On a random Friday afternoon at the end of March, Meta gave me 30 days to say goodbye to more than a decade of my life.

By Chelsea Lenora Small
Forward Times
https://forwardtimes.com/

On a random Friday afternoon at the end of March, Meta gave me 30 days to say goodbye to more than a decade of my life.

I was standing in my kitchen switching between my personal and business Instagram accounts, something I had done countless times before, when a message appeared on my screen informing me that my account had been disabled for fraud and scheduled for permanent deletion.

There was just one problem.

I hadn’t done anything wrong.

The notice was clear: my account would be permanently deleted in 30 days. There was no meaningful explanation, no appeal process, and no way to speak to a human being.

My first thought was that it had to be some sort of mistake affecting Instagram.

Then I logged into Facebook.

Gone.

That’s when I realized this wasn’t an Instagram problem. It was a Meta problem.

Because Facebook, Instagram, and Threads are interconnected, whatever had happened to one account had spread across all of them. Within minutes, nearly two decades of photos, memories, conversations, connections, and content seemed to have vanished into the digital ether.

I immediately went into problem-solving mode.

I logged in from different devices. Different browsers. Different networks. I opened private browsing windows. I even tried using other devices on entirely different IP addresses. Every workaround I found online led me to believe there had to be a way to challenge the decision.

There wasn’t.

No matter what I tried, I kept running into the same roadblock.

As the reality of the situation settled in, I realized I wasn’t simply losing access to a social media account.

I was potentially losing years of my life.

My Facebook account wasn’t just a profile. It was high school. College. Family milestones. Photos of loved ones. Posts that captured moments I had long forgotten until Facebook’s memory feature resurfaced them years later.

> [Given data]
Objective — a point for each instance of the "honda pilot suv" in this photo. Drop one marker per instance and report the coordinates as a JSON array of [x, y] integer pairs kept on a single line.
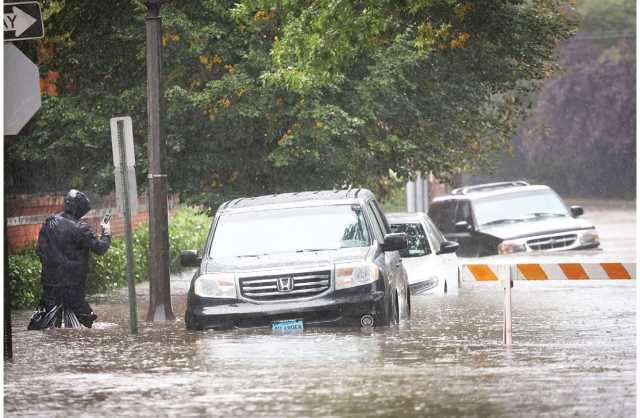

> [To do]
**a.** In the essay, what reason did the notice give for disabling the writer's account?
**b.** Write out the stretch of the essay from "Because Facebook, Instagram, and" through "challenge the decision.".
The data is separate material and is not part of the essay.

> [Answers for this exercise]
**a.** The notice said the account had been disabled for fraud.

**b.**
Because Facebook, Instagram, and Threads are interconnected, whatever had happened to one account had spread across all of them. Within minutes, nearly two decades of photos, memories, conversations, connections, and content seemed to have vanished into the digital ether.

I immediately went into problem-solving mode.

I logged in from different devices. Different browsers. Different networks. I opened private browsing windows. I even tried using other devices on entirely different IP addresses. Every workaround I found online led me to believe there had to be a way to challenge the decision.